# EXERCISE DIRECTIONS
Output the full listing word for word.

Excerpts of location labeling data
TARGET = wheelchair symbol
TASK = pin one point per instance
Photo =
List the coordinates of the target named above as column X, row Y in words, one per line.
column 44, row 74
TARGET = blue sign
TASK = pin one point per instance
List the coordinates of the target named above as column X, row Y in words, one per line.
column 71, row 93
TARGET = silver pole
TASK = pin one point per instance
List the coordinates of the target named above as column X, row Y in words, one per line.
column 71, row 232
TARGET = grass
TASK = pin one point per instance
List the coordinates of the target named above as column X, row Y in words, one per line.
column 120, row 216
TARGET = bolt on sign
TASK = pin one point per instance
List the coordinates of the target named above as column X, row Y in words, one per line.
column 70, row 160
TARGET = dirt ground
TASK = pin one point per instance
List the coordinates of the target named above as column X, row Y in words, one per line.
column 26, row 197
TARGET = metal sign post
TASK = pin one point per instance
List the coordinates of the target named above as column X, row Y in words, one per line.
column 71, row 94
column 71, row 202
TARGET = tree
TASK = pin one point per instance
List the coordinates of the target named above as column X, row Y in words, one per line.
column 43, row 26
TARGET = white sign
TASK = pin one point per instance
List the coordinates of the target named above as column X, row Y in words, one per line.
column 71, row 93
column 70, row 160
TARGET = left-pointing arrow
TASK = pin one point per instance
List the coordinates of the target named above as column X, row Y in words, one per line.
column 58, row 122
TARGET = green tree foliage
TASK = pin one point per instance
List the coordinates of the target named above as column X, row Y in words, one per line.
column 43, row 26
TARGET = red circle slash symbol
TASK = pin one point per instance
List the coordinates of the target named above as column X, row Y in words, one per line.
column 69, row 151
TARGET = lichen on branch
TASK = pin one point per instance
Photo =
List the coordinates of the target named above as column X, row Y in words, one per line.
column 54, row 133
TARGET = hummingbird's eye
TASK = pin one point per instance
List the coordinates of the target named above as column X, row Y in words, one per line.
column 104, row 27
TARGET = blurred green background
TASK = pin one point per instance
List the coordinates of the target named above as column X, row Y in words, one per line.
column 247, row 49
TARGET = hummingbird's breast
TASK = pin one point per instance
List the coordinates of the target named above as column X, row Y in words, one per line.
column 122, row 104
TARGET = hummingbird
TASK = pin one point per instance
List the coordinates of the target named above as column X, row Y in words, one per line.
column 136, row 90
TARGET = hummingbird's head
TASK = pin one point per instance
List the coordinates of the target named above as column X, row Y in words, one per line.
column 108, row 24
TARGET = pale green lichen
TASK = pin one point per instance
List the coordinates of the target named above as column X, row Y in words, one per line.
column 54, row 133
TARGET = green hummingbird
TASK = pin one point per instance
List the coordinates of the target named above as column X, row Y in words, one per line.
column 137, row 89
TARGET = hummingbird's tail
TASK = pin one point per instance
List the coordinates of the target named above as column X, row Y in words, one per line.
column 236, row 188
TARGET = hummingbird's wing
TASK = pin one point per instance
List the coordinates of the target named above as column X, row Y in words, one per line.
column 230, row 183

# EXERCISE ANSWER
TARGET = wheelchair symbol
TASK = pin one point per instance
Photo =
List the coordinates of the target named above as column X, row Y in words, one per line.
column 44, row 74
TARGET = blue sign
TASK = pin one point per instance
List the coordinates of the target named above as column X, row Y in words, one per line.
column 71, row 93
TARGET = silver pole
TASK = pin one point per instance
List the coordinates of the target named above as column X, row Y in words, one per line.
column 71, row 232
TARGET = grass
TASK = pin one point per instance
List the coordinates of the target named above as column X, row Y in words, one per line.
column 120, row 216
TARGET = bolt on sign
TASK = pin one point per instance
List the coordinates of the target named above as column X, row Y in words, one per line.
column 70, row 160
TARGET = dirt ground
TASK = pin one point per instance
List the coordinates of the target named above as column X, row Y in words, one per line.
column 26, row 197
TARGET = metal sign post
TASK = pin one point per instance
List the coordinates of the target named above as column X, row Y in words, one per line.
column 71, row 94
column 71, row 202
TARGET = tree
TASK = pin one point per instance
List the coordinates of the target named above as column X, row Y in words, one per line.
column 43, row 26
TARGET = white sign
TASK = pin one point per instance
List the coordinates of the target named above as column X, row Y in words, one per line.
column 71, row 93
column 70, row 160
TARGET = left-pointing arrow
TASK = pin one point per instance
List the coordinates of the target named above as column X, row Y in words, one per line.
column 58, row 122
TARGET = green tree foliage
TASK = pin one point per instance
List the coordinates of the target named above as column X, row Y in words, one per line.
column 43, row 26
TARGET = red circle slash symbol
TASK = pin one point per instance
List the coordinates of the target named above as column X, row Y in words, one per line.
column 69, row 151
TARGET = lichen on branch
TASK = pin one point per instance
Photo =
List the coordinates of the target named above as column X, row Y in words, one per line.
column 54, row 133
TARGET = hummingbird's eye
TASK = pin one point per instance
List the coordinates of the target named above as column X, row Y in words, one per line.
column 104, row 27
TARGET = blurred green background
TASK = pin one point per instance
List the coordinates of the target named above as column X, row Y in words, one per line.
column 247, row 49
TARGET = hummingbird's breast
TASK = pin one point per instance
List the coordinates of the target named above as column X, row Y in words, one per line.
column 122, row 104
TARGET = hummingbird
TASK = pin one point per instance
List the coordinates of the target named above as column X, row Y in words, one per line.
column 136, row 90
TARGET = hummingbird's head
TASK = pin one point per instance
List the coordinates of the target named above as column X, row Y in words, one per line.
column 108, row 24
TARGET = pale green lichen
TASK = pin one point per instance
List the coordinates of the target named above as column X, row Y in words, one per line.
column 54, row 133
TARGET = green hummingbird
TASK = pin one point per instance
List the coordinates of the target named above as column X, row Y in words, one per line.
column 137, row 89
TARGET = hummingbird's tail
TASK = pin one point per instance
List the coordinates of the target named above as column X, row Y in words, one per line.
column 236, row 188
TARGET = hummingbird's wing
TASK = pin one point per instance
List the coordinates of the target named above as column X, row Y in words, one per line.
column 230, row 183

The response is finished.